Saved entries:

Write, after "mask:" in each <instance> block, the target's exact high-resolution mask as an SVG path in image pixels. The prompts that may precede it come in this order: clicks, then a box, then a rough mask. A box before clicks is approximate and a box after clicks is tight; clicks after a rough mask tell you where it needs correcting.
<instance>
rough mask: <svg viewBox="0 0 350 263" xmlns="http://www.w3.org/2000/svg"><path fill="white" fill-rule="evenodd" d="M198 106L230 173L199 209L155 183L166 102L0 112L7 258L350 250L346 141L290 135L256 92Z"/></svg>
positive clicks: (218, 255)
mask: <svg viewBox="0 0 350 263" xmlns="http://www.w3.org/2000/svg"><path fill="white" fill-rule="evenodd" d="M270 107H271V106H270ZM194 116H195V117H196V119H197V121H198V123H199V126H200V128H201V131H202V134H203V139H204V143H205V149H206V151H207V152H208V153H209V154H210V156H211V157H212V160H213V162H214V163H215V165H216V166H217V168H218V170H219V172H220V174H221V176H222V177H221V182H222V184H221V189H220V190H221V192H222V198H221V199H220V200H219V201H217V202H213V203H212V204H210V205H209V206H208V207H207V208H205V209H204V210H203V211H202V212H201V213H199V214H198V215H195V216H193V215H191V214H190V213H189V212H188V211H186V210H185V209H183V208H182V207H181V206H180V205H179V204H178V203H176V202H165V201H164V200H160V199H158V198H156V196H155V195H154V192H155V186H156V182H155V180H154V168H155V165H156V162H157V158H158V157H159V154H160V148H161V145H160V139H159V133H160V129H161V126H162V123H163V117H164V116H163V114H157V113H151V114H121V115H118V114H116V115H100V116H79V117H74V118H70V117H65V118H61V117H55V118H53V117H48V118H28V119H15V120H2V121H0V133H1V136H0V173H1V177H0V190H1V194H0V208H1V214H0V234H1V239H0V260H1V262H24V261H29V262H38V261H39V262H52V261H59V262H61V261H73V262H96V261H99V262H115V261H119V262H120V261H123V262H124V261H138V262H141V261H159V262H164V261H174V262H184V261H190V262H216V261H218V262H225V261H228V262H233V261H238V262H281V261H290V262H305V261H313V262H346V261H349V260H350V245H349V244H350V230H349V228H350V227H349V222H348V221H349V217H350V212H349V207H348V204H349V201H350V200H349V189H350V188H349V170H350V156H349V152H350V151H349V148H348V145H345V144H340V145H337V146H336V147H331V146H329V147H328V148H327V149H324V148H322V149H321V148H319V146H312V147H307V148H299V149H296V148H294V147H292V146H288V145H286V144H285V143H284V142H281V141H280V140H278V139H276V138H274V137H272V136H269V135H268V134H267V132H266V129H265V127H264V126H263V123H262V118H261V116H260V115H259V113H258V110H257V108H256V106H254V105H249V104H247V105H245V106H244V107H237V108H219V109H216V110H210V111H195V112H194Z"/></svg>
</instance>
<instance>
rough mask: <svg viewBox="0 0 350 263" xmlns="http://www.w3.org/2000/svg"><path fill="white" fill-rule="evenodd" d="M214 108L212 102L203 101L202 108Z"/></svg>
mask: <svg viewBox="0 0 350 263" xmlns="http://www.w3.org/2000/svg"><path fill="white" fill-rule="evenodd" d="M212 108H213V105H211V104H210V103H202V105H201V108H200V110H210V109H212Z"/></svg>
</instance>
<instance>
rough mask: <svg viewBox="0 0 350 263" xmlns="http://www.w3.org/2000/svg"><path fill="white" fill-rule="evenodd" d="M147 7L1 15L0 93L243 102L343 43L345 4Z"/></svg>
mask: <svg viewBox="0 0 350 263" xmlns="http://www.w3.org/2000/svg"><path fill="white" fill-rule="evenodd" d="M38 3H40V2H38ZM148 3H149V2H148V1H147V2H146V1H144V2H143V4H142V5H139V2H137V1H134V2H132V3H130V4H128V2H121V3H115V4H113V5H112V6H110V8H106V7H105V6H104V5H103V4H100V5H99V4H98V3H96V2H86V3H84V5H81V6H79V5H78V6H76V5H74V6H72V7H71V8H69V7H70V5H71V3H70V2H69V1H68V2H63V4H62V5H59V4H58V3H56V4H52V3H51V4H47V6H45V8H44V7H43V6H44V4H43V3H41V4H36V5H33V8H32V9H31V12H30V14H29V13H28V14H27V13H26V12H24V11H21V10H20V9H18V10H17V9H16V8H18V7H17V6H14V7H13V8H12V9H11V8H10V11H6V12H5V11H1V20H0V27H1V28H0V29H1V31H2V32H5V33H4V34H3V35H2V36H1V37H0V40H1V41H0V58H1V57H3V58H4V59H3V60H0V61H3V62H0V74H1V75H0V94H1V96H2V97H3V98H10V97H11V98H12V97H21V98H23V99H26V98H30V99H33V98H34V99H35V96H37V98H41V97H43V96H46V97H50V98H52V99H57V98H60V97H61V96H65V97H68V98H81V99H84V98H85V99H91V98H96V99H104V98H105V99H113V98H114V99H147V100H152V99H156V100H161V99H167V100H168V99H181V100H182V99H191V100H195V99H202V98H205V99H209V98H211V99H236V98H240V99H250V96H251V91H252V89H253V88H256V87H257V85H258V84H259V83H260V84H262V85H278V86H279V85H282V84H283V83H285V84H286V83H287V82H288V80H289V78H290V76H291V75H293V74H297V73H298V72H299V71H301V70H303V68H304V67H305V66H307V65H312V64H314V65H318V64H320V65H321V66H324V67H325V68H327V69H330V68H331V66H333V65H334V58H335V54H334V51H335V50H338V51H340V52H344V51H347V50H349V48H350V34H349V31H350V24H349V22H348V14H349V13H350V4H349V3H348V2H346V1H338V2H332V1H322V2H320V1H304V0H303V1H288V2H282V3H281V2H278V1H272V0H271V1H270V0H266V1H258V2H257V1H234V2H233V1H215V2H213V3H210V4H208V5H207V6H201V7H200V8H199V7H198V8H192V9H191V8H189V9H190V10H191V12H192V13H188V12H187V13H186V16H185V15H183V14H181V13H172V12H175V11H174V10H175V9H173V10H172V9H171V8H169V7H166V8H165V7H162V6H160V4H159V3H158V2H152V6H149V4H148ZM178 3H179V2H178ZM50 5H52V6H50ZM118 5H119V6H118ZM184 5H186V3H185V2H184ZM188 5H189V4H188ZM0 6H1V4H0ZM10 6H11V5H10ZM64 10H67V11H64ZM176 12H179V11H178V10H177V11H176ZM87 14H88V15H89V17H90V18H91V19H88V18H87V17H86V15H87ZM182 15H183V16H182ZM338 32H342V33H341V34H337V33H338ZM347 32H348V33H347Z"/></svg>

**WORK TO COMPLETE:**
Return all of the data above, repeating every line without any change.

**RESULT:**
Write, after "mask:" in each <instance> block, the target's exact high-resolution mask as an SVG path in image pixels. The prompts that may precede it come in this order: clicks, then a box, then a rough mask. A box before clicks is approximate and a box after clicks is tight; clicks after a rough mask tell you where it needs correcting.
<instance>
rough mask: <svg viewBox="0 0 350 263" xmlns="http://www.w3.org/2000/svg"><path fill="white" fill-rule="evenodd" d="M198 106L230 173L199 209L155 183L166 102L0 112L7 258L350 250L346 141L290 135L256 92Z"/></svg>
positive clicks: (218, 255)
mask: <svg viewBox="0 0 350 263" xmlns="http://www.w3.org/2000/svg"><path fill="white" fill-rule="evenodd" d="M270 107H271V106H270ZM194 116H195V117H196V119H197V121H198V123H199V126H200V128H201V131H202V134H203V139H204V143H205V149H206V151H207V152H208V153H209V154H210V156H211V157H212V160H213V162H214V163H215V165H216V166H217V168H218V170H219V172H220V174H221V176H222V177H221V182H222V184H221V189H220V190H221V192H222V198H221V199H220V200H219V201H217V202H213V203H212V204H210V205H209V206H208V207H207V208H205V209H204V210H203V211H202V212H201V213H199V214H198V215H195V216H193V215H191V214H190V213H189V212H188V211H186V210H185V209H183V208H182V207H181V206H180V205H179V204H178V203H176V202H165V201H164V200H160V199H158V198H156V196H155V195H154V192H155V186H156V182H155V180H154V168H155V165H156V162H157V158H158V157H159V154H160V148H161V145H160V139H159V133H160V129H161V126H162V123H163V117H164V116H163V114H157V113H151V114H121V115H118V114H116V115H100V116H79V117H74V118H70V117H65V118H61V117H55V118H53V117H48V118H28V119H15V120H2V121H0V133H1V136H0V173H1V177H0V190H1V194H0V208H1V214H0V234H1V239H0V260H1V262H24V261H29V262H38V261H39V262H52V261H59V262H61V261H73V262H96V261H99V262H115V261H119V262H120V261H123V262H124V261H138V262H141V261H159V262H164V261H174V262H184V261H190V262H216V261H218V262H225V261H228V262H233V261H238V262H281V261H290V262H305V261H313V262H346V261H349V260H350V245H349V244H350V230H349V228H350V227H349V222H348V221H349V217H350V212H349V207H348V204H349V201H350V200H349V189H350V188H349V170H350V156H349V152H350V151H349V148H348V145H345V144H340V145H337V146H336V147H331V146H329V147H328V148H327V149H324V148H322V149H321V148H319V146H312V147H307V148H299V149H296V148H294V147H292V146H288V145H286V144H285V143H284V142H281V141H280V140H278V139H276V138H274V137H272V136H269V135H268V134H267V132H266V129H265V127H264V126H263V123H262V118H261V116H260V115H259V113H258V110H257V108H256V106H254V105H249V104H247V105H245V106H244V107H237V108H219V109H216V110H210V111H195V112H194Z"/></svg>
</instance>
<instance>
rough mask: <svg viewBox="0 0 350 263" xmlns="http://www.w3.org/2000/svg"><path fill="white" fill-rule="evenodd" d="M214 108L212 102L203 101L202 108Z"/></svg>
mask: <svg viewBox="0 0 350 263" xmlns="http://www.w3.org/2000/svg"><path fill="white" fill-rule="evenodd" d="M212 108H213V105H211V104H210V103H202V105H201V108H200V110H210V109H212Z"/></svg>
</instance>
<instance>
rough mask: <svg viewBox="0 0 350 263" xmlns="http://www.w3.org/2000/svg"><path fill="white" fill-rule="evenodd" d="M147 7L1 15L0 93L243 102L343 43L345 4Z"/></svg>
mask: <svg viewBox="0 0 350 263" xmlns="http://www.w3.org/2000/svg"><path fill="white" fill-rule="evenodd" d="M38 3H40V2H38ZM148 3H149V2H148V1H147V2H146V1H144V2H143V4H142V5H139V2H137V1H134V2H132V3H130V4H128V2H121V3H115V4H113V5H112V6H110V8H106V7H105V6H104V5H103V4H100V5H99V4H98V3H96V2H86V3H84V5H81V6H79V5H78V6H76V5H74V6H72V7H71V8H69V7H70V5H71V3H70V2H69V1H68V2H63V4H62V5H59V4H58V3H56V4H52V3H51V4H47V6H45V8H44V7H43V6H44V4H43V3H41V4H36V5H33V8H32V9H31V12H30V14H29V13H28V14H27V13H26V12H24V11H21V10H20V9H18V10H17V9H16V8H18V7H17V6H14V7H13V8H12V9H11V8H10V11H6V12H5V11H1V20H0V27H1V28H0V29H1V31H2V32H5V33H4V34H3V35H2V36H1V37H0V40H1V41H0V58H1V57H3V58H4V59H3V60H0V61H3V62H0V74H1V75H0V94H1V96H2V97H3V98H10V97H11V98H12V97H21V98H23V99H26V98H30V99H33V98H34V99H35V96H37V98H41V97H43V96H46V97H50V98H52V99H57V98H60V97H61V96H65V97H68V98H81V99H84V98H85V99H91V98H96V99H104V98H105V99H113V98H114V99H147V100H152V99H156V100H161V99H167V100H168V99H181V100H182V99H191V100H195V99H202V98H205V99H209V98H211V99H236V98H240V99H250V96H251V91H252V89H253V88H256V87H257V85H258V84H259V83H260V84H262V85H278V86H279V85H282V84H283V83H285V84H286V83H287V82H288V80H289V78H290V76H291V75H293V74H297V73H298V72H299V71H301V70H303V68H304V67H305V66H307V65H312V64H314V65H318V64H320V65H321V66H324V67H325V68H327V69H330V68H331V66H333V65H334V58H335V54H334V51H335V50H338V51H340V52H344V51H347V50H349V48H350V34H349V31H350V24H349V22H348V14H349V13H350V4H349V3H348V2H346V1H338V2H332V1H322V2H320V1H304V0H303V1H288V2H282V3H281V2H278V1H272V0H271V1H270V0H266V1H258V2H257V1H234V2H233V1H215V2H213V3H210V4H208V5H207V6H201V7H200V8H199V7H198V8H192V9H191V8H189V9H190V10H191V12H192V13H188V12H187V13H186V16H185V15H183V14H181V13H172V12H175V11H174V10H175V9H173V10H172V9H171V8H169V7H166V8H165V7H162V6H160V4H159V3H158V2H152V6H149V4H148ZM178 3H179V2H178ZM50 5H52V6H50ZM118 5H119V6H118ZM184 5H186V3H185V2H184ZM188 5H189V4H188ZM0 6H1V4H0ZM10 6H11V5H10ZM64 10H67V11H64ZM176 12H179V11H178V10H177V11H176ZM87 14H88V15H89V17H90V18H91V19H88V18H87V17H86V15H87ZM182 15H183V16H182ZM338 32H342V33H341V34H337V33H338ZM347 32H348V33H347Z"/></svg>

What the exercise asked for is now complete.